• [Extracted text]
# # # # #

Carl Edvard Sonne (1 December 1804 – 3 January 1878) was a Danish printmaker. His work consisted exclusively of reproductions of works by other artists, especially genre paintings, which reached a large audience through Kunstforeningen. He was the brother of painter Jørgen Sonne.

Life

Early life and education

Sonne was born on 1 December 1804 in  Birkerød, the son of printmaker  Jeppe Jørgen Sonne (1771–1833) and Else Cathrine Zimmer (1771–1851). He trained as a printmaker under his father and at the Royal Danish Academy of Fine Arts in 1819–28. He was also trained in drawing privately under J. L. Lund.

In 1826 and 1828 he published 18 reproductions of works by mostly contemporary artists such as Herman Wilhelm Bissen, Ditlev Blunck, Albert Küchler, Martinus Rørbye and others.

Italy, 1828–1847
In 1828, prompted by J. F. Clemens' high age and poor health, Sonne travelled to Parma to continue his training under Paolo Toschi. He ended up spending the next 20 years in Italy, working at leading graphic workshops in both Parma and Turin.

# # # # #

Image point annotation entries
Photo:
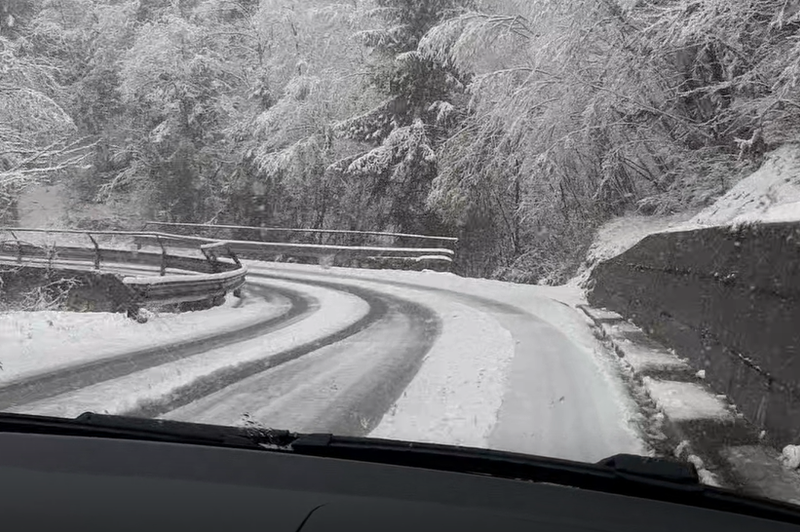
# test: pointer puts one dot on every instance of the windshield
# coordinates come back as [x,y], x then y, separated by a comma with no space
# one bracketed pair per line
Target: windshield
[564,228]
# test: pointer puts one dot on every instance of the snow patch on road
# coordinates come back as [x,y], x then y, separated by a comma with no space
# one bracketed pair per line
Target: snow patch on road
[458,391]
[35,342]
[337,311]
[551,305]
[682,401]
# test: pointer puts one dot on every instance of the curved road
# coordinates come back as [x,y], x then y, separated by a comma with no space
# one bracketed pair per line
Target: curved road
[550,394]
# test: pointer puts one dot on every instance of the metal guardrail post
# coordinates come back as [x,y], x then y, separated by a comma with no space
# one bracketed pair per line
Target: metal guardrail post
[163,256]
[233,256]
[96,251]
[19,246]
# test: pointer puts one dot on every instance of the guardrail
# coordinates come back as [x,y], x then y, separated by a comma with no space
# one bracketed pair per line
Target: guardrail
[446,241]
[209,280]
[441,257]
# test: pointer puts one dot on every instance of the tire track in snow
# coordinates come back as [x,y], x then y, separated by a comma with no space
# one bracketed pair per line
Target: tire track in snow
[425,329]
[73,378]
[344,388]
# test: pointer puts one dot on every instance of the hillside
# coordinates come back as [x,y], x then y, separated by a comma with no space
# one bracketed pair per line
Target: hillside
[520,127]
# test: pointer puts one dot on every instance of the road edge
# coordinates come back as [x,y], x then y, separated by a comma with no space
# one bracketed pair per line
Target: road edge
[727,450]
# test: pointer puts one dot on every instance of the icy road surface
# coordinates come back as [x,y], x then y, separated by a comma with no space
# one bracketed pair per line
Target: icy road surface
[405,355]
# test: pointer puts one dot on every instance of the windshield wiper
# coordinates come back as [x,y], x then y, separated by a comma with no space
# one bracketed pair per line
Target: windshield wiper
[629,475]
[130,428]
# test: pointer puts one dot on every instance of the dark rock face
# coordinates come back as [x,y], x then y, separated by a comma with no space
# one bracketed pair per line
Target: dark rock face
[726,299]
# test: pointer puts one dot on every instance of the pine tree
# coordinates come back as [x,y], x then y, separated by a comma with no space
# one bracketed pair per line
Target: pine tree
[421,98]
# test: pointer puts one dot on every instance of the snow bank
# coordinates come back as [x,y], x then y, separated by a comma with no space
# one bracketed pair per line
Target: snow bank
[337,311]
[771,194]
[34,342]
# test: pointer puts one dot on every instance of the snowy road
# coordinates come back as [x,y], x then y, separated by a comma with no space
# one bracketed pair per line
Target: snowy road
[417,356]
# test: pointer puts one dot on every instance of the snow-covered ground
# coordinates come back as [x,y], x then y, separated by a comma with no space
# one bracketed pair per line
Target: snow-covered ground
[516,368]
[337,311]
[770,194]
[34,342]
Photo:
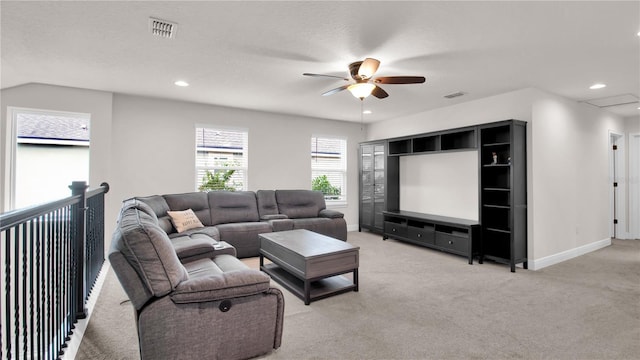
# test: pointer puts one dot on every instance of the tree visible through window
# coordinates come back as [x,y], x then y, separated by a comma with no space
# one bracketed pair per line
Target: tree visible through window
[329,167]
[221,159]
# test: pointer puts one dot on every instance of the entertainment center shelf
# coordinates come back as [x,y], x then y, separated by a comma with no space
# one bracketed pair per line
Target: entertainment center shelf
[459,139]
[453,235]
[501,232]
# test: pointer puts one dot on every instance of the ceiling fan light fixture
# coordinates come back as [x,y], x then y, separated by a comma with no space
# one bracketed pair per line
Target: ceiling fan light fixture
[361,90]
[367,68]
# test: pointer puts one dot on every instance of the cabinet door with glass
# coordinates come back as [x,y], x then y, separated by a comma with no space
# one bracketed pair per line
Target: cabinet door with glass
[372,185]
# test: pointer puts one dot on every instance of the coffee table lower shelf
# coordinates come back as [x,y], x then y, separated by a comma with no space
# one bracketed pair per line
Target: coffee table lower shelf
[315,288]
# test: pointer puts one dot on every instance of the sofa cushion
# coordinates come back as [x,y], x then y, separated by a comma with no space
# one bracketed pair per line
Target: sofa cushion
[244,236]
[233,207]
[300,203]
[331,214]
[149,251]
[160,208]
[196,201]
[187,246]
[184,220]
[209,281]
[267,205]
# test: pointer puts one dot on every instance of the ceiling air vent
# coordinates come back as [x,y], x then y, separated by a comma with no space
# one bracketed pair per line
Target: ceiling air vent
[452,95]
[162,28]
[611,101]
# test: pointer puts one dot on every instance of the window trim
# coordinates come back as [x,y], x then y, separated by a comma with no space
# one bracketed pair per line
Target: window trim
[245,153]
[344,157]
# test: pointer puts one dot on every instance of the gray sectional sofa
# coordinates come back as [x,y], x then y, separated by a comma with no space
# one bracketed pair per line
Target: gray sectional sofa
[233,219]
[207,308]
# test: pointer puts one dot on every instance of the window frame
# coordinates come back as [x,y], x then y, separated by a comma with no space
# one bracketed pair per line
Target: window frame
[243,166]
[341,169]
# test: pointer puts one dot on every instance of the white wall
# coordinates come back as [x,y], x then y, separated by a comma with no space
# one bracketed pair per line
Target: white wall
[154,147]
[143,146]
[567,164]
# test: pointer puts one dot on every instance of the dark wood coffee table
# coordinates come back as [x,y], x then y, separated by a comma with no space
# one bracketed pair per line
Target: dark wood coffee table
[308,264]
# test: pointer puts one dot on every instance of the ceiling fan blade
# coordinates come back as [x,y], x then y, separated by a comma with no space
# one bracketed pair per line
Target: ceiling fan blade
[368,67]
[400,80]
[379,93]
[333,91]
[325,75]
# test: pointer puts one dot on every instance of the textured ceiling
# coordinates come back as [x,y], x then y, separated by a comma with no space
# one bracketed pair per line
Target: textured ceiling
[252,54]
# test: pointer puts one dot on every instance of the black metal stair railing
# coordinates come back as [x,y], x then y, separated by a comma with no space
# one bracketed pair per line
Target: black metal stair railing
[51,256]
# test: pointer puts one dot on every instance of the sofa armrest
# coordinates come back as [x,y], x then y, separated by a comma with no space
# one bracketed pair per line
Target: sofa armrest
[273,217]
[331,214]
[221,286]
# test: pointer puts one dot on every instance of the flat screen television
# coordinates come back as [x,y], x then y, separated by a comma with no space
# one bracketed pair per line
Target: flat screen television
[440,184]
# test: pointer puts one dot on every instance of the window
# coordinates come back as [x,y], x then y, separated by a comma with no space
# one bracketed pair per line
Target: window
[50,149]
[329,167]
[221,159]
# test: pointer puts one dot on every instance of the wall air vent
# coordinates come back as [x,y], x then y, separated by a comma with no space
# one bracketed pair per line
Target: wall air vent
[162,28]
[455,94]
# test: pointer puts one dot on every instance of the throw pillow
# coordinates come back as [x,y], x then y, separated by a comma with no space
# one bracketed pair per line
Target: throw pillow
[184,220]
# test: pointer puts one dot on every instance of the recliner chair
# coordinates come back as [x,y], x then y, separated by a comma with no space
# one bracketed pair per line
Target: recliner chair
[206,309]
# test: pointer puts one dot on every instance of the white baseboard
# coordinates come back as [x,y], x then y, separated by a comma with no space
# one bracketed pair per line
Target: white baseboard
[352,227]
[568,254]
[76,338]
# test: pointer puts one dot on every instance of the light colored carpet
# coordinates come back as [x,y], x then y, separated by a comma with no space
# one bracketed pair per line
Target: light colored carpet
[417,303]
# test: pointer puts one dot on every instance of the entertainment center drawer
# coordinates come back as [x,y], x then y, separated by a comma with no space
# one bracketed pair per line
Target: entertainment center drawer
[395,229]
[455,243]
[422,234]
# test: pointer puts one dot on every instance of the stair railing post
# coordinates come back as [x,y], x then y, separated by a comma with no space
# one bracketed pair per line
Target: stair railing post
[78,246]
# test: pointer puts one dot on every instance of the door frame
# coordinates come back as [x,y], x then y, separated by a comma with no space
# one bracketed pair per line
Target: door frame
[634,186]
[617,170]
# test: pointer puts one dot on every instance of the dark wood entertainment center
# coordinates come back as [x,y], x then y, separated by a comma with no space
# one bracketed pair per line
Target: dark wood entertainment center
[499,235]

# # # # #

• [To-do list]
1. From the Sonne biography, return the passage that opens with the words containing "In 1826 and" and closes with "Rørbye and others.".
2. Answer these questions from the Sonne biography:
(a) What was the name of Sonne's brother, and what was his profession?
(b) During which years did Sonne train at the Royal Danish Academy of Fine Arts?
(c) Under whom did Sonne continue his training in Parma?
3. Continue the Sonne biography from the point where it stops.

• [Results by task]
1.
In 1826 and 1828 he published 18 reproductions of works by mostly contemporary artists such as Herman Wilhelm Bissen, Ditlev Blunck, Albert Küchler, Martinus Rørbye and others.

2.
(a) Jørgen Sonne, a painter.
(b) 1819–28.
(c) Paolo Toschi.

3.
Career in Denmark
On his return to Copenhagen in 1847, Sonne was made an associated member of the art academy but was not accepted as a real member until 1858. He exhibited his works at Charlottenborg in 1826–76.

He died unmarried on  3 January 1878 in Copenhagen and is buried in the city's Garrison Cemetery.

Works
39 of Sonne's works are included in the Royal Danish Print Collection.

Depictions
 
Sonne is portrayed in a genre painting by Ditlev Blunck from 1826. He is seen in a boat on his brother Jørgen Sonne's monumental frieze of Bertel Thorvaldsen's homecoming on the façade of Thorvaldsens Museum in spite of the fact that he still lived in Italy when Thorvaldsen returned to Copenhagen in 1843. The sculptor Herman Wilhelm Bissen created a portrait bust of him in 1960 (Danish National Gallery.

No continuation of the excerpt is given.